Repeat every entry in the listing below, exactly.

:: RECORDS FOR PROCESSING ::

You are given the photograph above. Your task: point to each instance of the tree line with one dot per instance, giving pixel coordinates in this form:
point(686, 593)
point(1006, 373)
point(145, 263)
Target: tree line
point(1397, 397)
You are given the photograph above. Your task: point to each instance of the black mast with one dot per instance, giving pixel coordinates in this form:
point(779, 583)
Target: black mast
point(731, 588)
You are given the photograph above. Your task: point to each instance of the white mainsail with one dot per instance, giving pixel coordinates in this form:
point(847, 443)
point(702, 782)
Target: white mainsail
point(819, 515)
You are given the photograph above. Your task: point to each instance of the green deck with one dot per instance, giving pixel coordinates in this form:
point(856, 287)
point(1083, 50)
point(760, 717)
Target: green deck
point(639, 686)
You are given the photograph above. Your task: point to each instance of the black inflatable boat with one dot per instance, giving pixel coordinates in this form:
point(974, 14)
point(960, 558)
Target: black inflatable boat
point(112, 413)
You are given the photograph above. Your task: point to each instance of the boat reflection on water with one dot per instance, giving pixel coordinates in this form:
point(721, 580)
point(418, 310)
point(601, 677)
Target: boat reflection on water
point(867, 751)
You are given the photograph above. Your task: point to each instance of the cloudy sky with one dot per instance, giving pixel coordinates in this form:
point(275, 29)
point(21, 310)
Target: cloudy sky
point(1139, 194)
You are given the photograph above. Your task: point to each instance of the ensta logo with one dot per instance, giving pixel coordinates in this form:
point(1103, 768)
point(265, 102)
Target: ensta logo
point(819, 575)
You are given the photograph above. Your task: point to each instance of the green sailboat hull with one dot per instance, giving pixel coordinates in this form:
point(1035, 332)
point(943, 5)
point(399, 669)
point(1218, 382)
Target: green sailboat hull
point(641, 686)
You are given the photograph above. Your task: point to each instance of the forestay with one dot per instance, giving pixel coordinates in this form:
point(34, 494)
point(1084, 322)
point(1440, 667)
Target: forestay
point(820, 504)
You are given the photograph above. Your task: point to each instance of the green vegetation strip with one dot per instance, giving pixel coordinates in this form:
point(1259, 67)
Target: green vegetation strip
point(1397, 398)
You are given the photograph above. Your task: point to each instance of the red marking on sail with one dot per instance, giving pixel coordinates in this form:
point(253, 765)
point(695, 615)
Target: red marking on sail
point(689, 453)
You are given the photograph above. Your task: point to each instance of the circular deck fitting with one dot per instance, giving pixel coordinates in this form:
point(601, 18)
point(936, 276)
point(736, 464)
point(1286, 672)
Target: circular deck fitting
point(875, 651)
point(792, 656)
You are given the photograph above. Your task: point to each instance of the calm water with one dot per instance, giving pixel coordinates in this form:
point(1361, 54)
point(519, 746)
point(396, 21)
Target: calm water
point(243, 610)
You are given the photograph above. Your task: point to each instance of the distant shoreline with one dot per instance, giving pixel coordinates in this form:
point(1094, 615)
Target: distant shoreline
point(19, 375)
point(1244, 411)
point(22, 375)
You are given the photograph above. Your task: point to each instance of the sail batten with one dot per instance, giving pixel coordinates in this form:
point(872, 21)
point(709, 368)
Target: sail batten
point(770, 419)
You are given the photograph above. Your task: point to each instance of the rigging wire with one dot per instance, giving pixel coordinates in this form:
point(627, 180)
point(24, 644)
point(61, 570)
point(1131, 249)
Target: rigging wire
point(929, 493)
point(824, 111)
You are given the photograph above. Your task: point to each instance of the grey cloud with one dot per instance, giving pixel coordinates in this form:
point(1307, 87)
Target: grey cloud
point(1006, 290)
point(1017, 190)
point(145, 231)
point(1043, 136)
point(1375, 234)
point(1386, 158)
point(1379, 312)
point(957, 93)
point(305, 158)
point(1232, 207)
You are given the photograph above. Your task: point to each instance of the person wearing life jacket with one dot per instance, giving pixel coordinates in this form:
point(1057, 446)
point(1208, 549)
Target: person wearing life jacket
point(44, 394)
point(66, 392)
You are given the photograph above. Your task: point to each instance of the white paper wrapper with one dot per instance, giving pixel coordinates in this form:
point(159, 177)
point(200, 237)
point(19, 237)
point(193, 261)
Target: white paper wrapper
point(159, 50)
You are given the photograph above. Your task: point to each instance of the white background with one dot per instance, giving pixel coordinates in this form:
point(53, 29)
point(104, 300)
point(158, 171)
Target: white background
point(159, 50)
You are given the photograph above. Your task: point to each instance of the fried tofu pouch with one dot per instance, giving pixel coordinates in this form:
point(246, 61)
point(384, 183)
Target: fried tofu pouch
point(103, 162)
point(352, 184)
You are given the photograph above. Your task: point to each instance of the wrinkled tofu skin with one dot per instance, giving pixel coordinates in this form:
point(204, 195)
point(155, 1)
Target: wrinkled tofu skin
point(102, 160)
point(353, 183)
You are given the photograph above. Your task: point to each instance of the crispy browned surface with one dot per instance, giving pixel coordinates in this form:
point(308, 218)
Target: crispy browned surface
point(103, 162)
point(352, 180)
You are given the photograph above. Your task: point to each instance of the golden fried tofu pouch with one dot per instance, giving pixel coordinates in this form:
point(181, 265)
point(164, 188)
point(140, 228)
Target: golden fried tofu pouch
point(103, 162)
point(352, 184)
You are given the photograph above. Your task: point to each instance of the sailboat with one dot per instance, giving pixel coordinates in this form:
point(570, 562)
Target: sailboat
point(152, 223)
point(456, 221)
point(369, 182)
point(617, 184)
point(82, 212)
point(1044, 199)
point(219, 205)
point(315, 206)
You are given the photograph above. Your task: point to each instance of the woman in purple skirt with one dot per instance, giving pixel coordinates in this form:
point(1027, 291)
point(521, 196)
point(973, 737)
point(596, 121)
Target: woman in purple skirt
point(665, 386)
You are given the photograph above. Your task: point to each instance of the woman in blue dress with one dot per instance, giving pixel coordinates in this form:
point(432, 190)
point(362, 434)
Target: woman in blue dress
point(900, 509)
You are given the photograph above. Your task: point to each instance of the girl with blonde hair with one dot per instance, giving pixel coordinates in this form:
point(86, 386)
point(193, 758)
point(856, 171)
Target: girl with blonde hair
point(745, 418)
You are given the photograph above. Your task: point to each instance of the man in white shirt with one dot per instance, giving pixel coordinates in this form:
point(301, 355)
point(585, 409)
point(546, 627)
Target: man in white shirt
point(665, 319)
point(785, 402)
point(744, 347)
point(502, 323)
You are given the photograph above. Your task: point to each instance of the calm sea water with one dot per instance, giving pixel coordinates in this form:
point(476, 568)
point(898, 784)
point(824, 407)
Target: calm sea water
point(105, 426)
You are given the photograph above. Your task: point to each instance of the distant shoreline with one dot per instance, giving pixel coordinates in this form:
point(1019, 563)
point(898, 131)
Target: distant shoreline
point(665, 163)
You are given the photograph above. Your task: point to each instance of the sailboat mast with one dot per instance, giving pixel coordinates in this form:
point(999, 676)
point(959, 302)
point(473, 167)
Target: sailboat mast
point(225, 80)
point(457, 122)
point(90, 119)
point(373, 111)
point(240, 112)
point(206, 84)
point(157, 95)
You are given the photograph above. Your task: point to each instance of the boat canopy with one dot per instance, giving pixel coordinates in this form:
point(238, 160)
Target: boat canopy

:::

**THE REPLY**
You are given the photograph above. Your task: point to each instance of the tree line with one dot per instance, giving pixel coordinates in this form:
point(686, 593)
point(1006, 373)
point(145, 263)
Target: tree line
point(1397, 397)
You are given the photograph above. Your task: point to each instance of the black mast with one dot per instance, giving pixel coordinates in this form:
point(779, 583)
Target: black mast
point(731, 588)
You are given the photograph above. Your task: point to each instance of the white mainsail with one dot per instance, giving pixel coordinates in this form:
point(847, 443)
point(702, 782)
Target: white mainsail
point(819, 515)
You are given the photograph above. Your task: point to each instance of the green deck with one dot per instance, giving pixel coordinates in this form:
point(856, 287)
point(1083, 50)
point(760, 717)
Target: green deck
point(639, 686)
You are given the photograph above. Your task: point to each instance of the black inflatable boat with one dot per instance, giving pixel coordinates in this form:
point(974, 14)
point(960, 558)
Target: black inflatable boat
point(112, 413)
You are given the photograph above. Your task: point to each instance of the boat reflection on water with one dot per instance, giving pixel coordinates in this form:
point(721, 580)
point(418, 310)
point(601, 677)
Target: boat reflection on water
point(867, 751)
You are given the photograph above. Your task: point to each instance of the cloudy sky with one dot per instance, giving pixel coordinates in this form:
point(275, 29)
point(21, 310)
Target: cloudy sky
point(1139, 194)
You are given the photograph above. Your task: point to each instance of the ensta logo with one dot per instance, giving pixel coordinates in this form:
point(1103, 768)
point(265, 102)
Target: ensta logo
point(819, 575)
You are given the photograph above. Your task: point to each instance of the green sailboat hull with one dot per instance, giving pixel coordinates in this form:
point(1035, 332)
point(943, 5)
point(399, 669)
point(1218, 382)
Target: green sailboat hull
point(641, 686)
You are given the photograph above. Your task: point to each instance of the forestay with one dot per instance, giving pixel coordinates in this form:
point(34, 494)
point(1084, 322)
point(1440, 667)
Target: forestay
point(820, 504)
You are given the photograph above. Your task: point to each instance of the green vegetation strip with one dot per instance, giving pixel coordinates in this form:
point(1259, 67)
Target: green vegetation strip
point(1397, 398)
You are given the photograph above. Your task: point to each instance of the red marking on sail with one dot per instance, giving pixel coordinates in this form:
point(253, 765)
point(695, 615)
Target: red marking on sail
point(689, 453)
You are given the photograph above. Your task: point to each instance of the circular deck fitting with one dot per instance, giving pixel coordinates in this form:
point(601, 18)
point(936, 276)
point(736, 464)
point(1286, 672)
Target: circular deck fitting
point(875, 651)
point(792, 656)
You are given the photograph above. Your task: point to each instance of the calm water with one dot per instance, giving pixel coordinates in this form:
point(1361, 54)
point(519, 746)
point(396, 21)
Target: calm water
point(243, 610)
You are given the photograph above. Your task: point to each instance of the distant shoreline with one dot per instance, giving pixel coordinates in this form:
point(1094, 615)
Target: distant shoreline
point(19, 375)
point(1244, 411)
point(22, 375)
You are given the photograph above. Your task: point to each instance of the sail batten with one dot per instance, giving pixel coordinates in this form:
point(872, 21)
point(709, 368)
Target: sail batten
point(770, 419)
You are given the photograph above. Your task: point to each instance of the rigging wire with one dot per instance, giving pixel coordinates in this form:
point(627, 180)
point(24, 644)
point(61, 570)
point(1131, 249)
Target: rigging wire
point(929, 493)
point(824, 111)
You are given the photograph above. Your task: point to each instance of the grey cloud with one dot per instance, giving pixel coordinates in this form:
point(1307, 87)
Target: grey cloud
point(1006, 290)
point(1017, 190)
point(145, 231)
point(1043, 136)
point(1375, 234)
point(1386, 158)
point(1379, 312)
point(957, 93)
point(305, 158)
point(1232, 207)
You are given the photograph above. Your task: point to each instance of the person wearing life jacket with one dot per instance, giving pixel coordinates in this form:
point(1057, 446)
point(1208, 549)
Target: person wearing life jacket
point(44, 394)
point(66, 392)
You are given the photograph above. Your task: point to each instance of the white paper wrapper with one dot per instance, giving pixel coordinates in this form:
point(159, 177)
point(200, 237)
point(19, 237)
point(193, 261)
Target: white paper wrapper
point(159, 50)
You are given the photograph above. Your task: point to each instance of the white background with one dot per instance, giving pixel coordinates in this form:
point(53, 29)
point(104, 300)
point(158, 171)
Target: white background
point(159, 50)
You are given the photograph above. Your task: point to each instance of the fried tofu pouch with one dot per instance, giving pixel coordinates in this form:
point(246, 61)
point(384, 183)
Target: fried tofu pouch
point(103, 162)
point(352, 184)
You are given the photograph above. Your task: point to each instance of the wrinkled tofu skin with one dot per instance, giving pixel coordinates in this form:
point(204, 195)
point(155, 1)
Target: wrinkled tofu skin
point(102, 160)
point(353, 183)
You are given the photograph above. Your task: point to each instance of the crispy browned surface with one dot per instance, giving pixel coordinates in this form:
point(308, 218)
Target: crispy browned surface
point(103, 162)
point(352, 180)
You are given the photograph above. Your task: point to each instance of the golden fried tofu pouch with one dot per instance, giving pixel coordinates in this form:
point(181, 265)
point(164, 188)
point(140, 228)
Target: golden fried tofu pouch
point(103, 162)
point(352, 184)
You are given the photograph above. Your task: point to each instance of the sailboat with one dot per instance, giving pixel coordinates in this form:
point(570, 562)
Target: sailboat
point(152, 223)
point(456, 221)
point(369, 182)
point(617, 184)
point(82, 212)
point(1044, 199)
point(219, 205)
point(315, 206)
You are given the photograph above. Your task: point to each instance of the woman in purple skirt with one dot per instance, giving pixel coordinates in this form:
point(1027, 291)
point(521, 196)
point(973, 737)
point(596, 121)
Target: woman in purple skirt
point(665, 386)
You are given the photograph above. Your task: point to each instance of the woman in blue dress with one dot per instance, giving pixel coordinates in this form:
point(432, 190)
point(362, 434)
Target: woman in blue dress
point(900, 509)
You are given the photograph above. Your task: point to each instance of the girl with blonde hair with one dot per instance, giving pixel coordinates in this form:
point(86, 386)
point(193, 758)
point(856, 171)
Target: girl with blonde hair
point(745, 418)
You are given the photograph above. Your task: point to each instance of the man in white shirt with one dot per instance, giving pixel coordinates in this form:
point(301, 355)
point(585, 409)
point(546, 627)
Target: man in white shirt
point(665, 319)
point(785, 402)
point(744, 347)
point(502, 323)
You are given the photograph above. Your task: point to each instance of the calm sea water with one dot per instance, giving pixel coordinates in this form:
point(476, 568)
point(898, 784)
point(824, 407)
Target: calm sea water
point(105, 426)
You are given the photograph above. Your task: point to each instance of the distant shoreline with one dot per instance, giving pixel coordinates in this form:
point(1019, 563)
point(898, 131)
Target: distant shoreline
point(665, 163)
You are given the photograph above. Your task: point to each instance of the sailboat mast with one dot per instance, giving pixel coordinates in this form:
point(999, 676)
point(959, 302)
point(473, 167)
Target: sailboat mast
point(225, 80)
point(457, 122)
point(90, 119)
point(373, 111)
point(240, 112)
point(206, 84)
point(157, 95)
You are given the photograph above. Your task: point to each instance of the boat canopy with one dot per instance, giving pixel coordinates in this form:
point(238, 160)
Target: boat canopy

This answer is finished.